Referring expression pointing data
═══

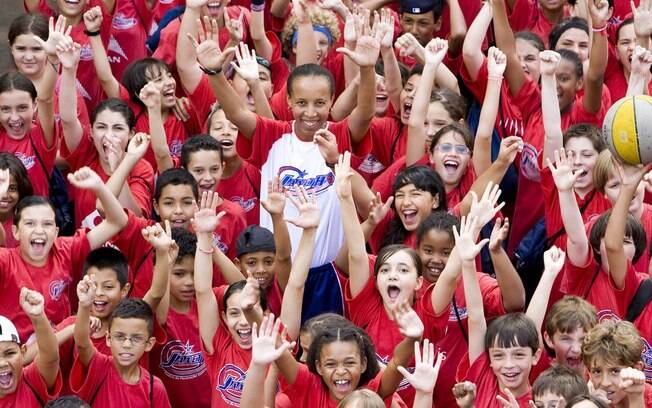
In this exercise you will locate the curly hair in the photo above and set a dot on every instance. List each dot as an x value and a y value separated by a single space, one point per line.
318 16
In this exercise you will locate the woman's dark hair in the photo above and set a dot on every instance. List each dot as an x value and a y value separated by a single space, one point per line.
387 251
573 58
633 229
14 80
424 178
310 70
532 38
18 170
456 128
345 332
28 24
135 76
30 201
237 287
118 106
440 221
564 25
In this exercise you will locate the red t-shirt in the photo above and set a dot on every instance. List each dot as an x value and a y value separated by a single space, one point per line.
101 385
25 150
87 84
309 391
62 268
481 374
34 397
594 208
454 343
529 206
140 180
366 310
131 21
243 188
179 363
598 288
227 366
528 16
509 121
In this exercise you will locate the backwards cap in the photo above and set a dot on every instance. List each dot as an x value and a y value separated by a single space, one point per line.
253 239
8 331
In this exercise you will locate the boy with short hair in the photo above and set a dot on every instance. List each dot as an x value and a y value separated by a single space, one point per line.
556 383
117 380
40 381
612 353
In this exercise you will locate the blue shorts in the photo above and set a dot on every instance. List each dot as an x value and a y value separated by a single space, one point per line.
323 293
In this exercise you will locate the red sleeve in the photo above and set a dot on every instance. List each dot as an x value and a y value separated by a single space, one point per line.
267 132
141 182
83 155
33 377
85 382
202 98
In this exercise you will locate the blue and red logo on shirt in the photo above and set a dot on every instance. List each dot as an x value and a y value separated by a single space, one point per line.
230 382
179 361
291 177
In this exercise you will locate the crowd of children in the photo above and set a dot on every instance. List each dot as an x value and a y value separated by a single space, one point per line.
323 203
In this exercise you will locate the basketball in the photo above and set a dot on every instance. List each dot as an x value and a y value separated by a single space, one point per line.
627 129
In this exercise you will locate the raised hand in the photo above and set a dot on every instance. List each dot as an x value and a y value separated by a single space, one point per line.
641 61
487 208
205 220
85 179
498 234
548 62
207 46
57 32
408 321
93 19
234 27
642 18
31 302
509 148
86 291
562 170
150 95
5 177
138 145
327 144
464 393
275 201
250 294
632 381
246 66
378 210
465 239
308 209
600 13
68 53
435 51
263 344
553 260
385 26
496 62
159 238
426 368
343 174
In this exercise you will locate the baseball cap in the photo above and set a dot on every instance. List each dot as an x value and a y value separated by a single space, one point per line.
418 6
8 331
253 239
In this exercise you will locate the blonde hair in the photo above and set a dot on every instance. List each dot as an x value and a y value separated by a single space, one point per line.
317 16
603 169
612 341
362 398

═══

Please repeat all of the data exactly as it stands, leaving the pictures out.

ANSWER FOR THIS EXERCISE →
In this exercise you will locate the curly hair in the photo above and set a dot on every instance. List each dot as an x value and a y value separated by a single space, one point per line.
318 16
In this exercise you will locate the woman's dark hair in the photo above and set a dot on every instance. List each dot as an x value and a y value separated by a single space, one point per line.
387 251
573 58
633 229
14 80
424 178
310 70
532 38
18 170
456 128
345 332
28 24
135 76
30 201
237 287
118 106
440 221
564 25
In this exercise you will locate the red t-shirt in the photo above and set a dot on every instance. List each dot as an x value and a y value separated by a single space, one point per line.
101 385
25 150
87 84
309 391
62 268
481 374
34 397
594 208
454 343
529 206
140 180
366 310
131 21
243 188
179 363
598 288
227 366
528 16
509 121
In this exercise you will locate the backwards cap in the photo above and set a dot on every instance. List each dot as an x value and a y value separated by a single space, one point per line.
253 239
8 331
In this exercise you will locate the boy with short hair in the photo above and set a dot on every instance. List each dot as an x value and a y value separated by a single space, one point per line.
556 383
117 380
40 381
612 353
In this exercise you will locate the blue shorts in the photo above and set a dot on every instance. List each dot as an x value and a y value separated by a single space, one point per line.
323 293
In this exercise you will locate the red sleeve in the photo above and set a dot on every instance. List each dot as an x value and a y value separated by a single space, one point per line.
267 132
141 182
83 155
33 377
85 382
202 98
In this exercise you will locate the blue and red logo on shirt in the photo above and set a dot on every instance. List each dot as an x value and a y value separated by a single space, one point per line.
230 382
179 361
291 177
In this exercise you will locate the crowd of children in the photo above and set a dot on every instance. List each dot as an x value and a y value separated by a single space, one point per line.
323 203
In this exercise you will locate the basketball in the photo above and set a dot on every instance. List each dot as an x value and a y value separated by a single space, one point per line.
627 129
In this exercise you will locate the raised hand in the photo above and set a dot on every instance. List each dot as an x value and a y value separated by a single space, one point per line.
641 61
487 208
205 220
85 179
498 234
548 62
207 46
57 32
408 321
93 19
234 27
642 18
31 302
509 148
86 291
562 170
150 95
5 177
138 145
327 144
464 393
275 201
250 294
632 381
246 66
378 210
465 239
308 209
600 13
68 53
435 51
263 344
553 260
385 26
496 62
159 238
426 368
343 174
In this exercise you will locate the baseball cap in the photo above and set a dot on every instance. List each dot as an x value and a y value separated by a single space, one point per line.
418 6
8 331
253 239
In this exercise you will locate the blonde hair in the photo above and set a dot on every instance. List each dot as an x value and a y value separated by a single space, one point per line.
317 16
603 169
612 341
362 398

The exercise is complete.